◆ WHAT YOU NEED TO DO
Lay out the records from the line with "it: point(34, 266)." up to and including the last line of the records as a two-column CSV with columns input and output. Give one row per record, with its text in input and its answer in output, each in a single quoted field with line breaks turned into spaces.

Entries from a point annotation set
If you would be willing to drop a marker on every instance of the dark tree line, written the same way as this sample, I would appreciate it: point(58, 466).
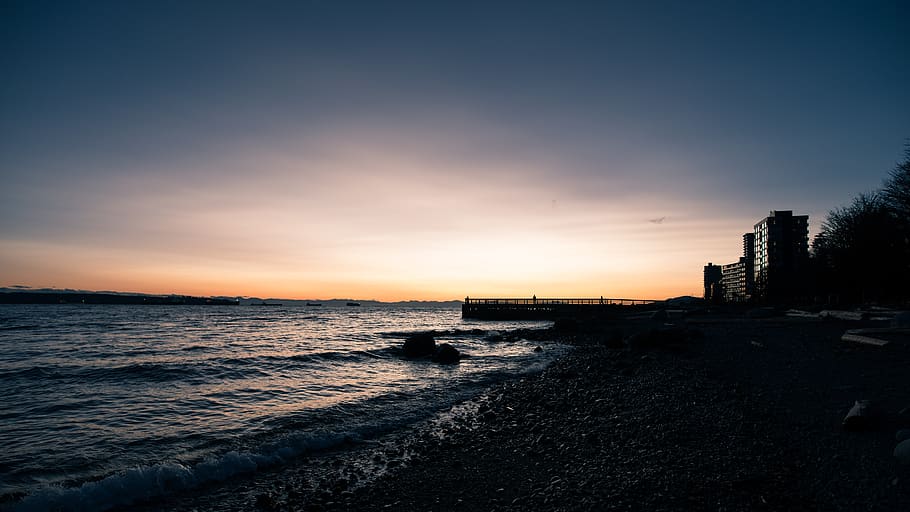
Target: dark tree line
point(862, 253)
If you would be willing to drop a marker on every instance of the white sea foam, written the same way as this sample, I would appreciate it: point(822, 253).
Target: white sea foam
point(143, 483)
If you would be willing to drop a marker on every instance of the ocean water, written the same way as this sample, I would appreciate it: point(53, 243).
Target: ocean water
point(102, 406)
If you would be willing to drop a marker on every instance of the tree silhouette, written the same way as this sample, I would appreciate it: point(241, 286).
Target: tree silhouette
point(859, 251)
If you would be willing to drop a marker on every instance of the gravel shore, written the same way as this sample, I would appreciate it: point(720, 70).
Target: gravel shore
point(719, 413)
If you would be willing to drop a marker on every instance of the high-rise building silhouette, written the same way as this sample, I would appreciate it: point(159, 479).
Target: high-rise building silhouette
point(713, 286)
point(738, 278)
point(781, 255)
point(773, 265)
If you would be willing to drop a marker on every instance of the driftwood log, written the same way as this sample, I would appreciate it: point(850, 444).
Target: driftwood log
point(862, 416)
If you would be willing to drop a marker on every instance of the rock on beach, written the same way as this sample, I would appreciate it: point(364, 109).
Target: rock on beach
point(420, 345)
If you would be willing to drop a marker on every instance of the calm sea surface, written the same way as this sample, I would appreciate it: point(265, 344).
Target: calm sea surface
point(103, 405)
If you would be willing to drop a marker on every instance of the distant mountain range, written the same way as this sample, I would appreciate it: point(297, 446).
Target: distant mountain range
point(26, 295)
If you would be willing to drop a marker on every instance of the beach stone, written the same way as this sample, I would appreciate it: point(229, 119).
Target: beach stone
point(903, 417)
point(760, 313)
point(659, 315)
point(446, 354)
point(657, 338)
point(902, 452)
point(420, 345)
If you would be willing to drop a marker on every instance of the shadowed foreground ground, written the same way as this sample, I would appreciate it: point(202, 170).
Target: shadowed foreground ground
point(744, 415)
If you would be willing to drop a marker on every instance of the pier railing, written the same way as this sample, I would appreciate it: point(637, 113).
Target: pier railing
point(551, 301)
point(545, 307)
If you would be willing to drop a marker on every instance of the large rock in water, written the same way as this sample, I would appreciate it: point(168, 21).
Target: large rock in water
point(446, 354)
point(420, 345)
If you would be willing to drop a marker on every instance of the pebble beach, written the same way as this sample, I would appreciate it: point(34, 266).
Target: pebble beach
point(718, 412)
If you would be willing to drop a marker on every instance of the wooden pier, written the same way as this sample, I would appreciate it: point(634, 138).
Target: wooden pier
point(543, 308)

◆ COMPLETED EXERCISE
input,output
"If you would be willing to drop a marker on every instance of the pebble beach, written the same way as this sample, I would appreciate it: point(34, 266). Target: pebble beach","point(718, 412)"
"If you would be willing to drop a marker on every instance of the wooden pier, written the same way as this sample, I would appreciate it: point(634, 138). Target: wooden pier","point(543, 308)"